# WHAT IS NEEDED
Within the entries below, find each line containing the word "green" and copy it.

(Stored data entries)

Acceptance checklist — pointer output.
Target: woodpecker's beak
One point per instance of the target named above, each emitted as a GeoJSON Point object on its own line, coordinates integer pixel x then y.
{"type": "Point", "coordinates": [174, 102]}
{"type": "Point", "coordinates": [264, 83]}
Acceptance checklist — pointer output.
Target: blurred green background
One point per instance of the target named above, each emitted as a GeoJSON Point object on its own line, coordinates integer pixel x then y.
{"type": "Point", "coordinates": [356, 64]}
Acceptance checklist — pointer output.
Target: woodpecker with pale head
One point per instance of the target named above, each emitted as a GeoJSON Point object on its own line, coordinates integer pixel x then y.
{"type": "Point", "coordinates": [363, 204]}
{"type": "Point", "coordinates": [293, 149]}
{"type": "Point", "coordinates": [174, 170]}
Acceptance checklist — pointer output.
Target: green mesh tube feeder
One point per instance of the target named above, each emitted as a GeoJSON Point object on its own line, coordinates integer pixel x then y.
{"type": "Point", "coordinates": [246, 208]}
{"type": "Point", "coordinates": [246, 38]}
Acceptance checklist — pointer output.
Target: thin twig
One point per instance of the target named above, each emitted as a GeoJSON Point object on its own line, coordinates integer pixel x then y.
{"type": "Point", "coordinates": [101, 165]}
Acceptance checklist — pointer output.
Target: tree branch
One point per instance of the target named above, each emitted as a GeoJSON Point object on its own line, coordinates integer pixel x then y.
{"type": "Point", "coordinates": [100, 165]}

# TASK RESPONSE
Target: blurred green background
Target: green mesh tube feeder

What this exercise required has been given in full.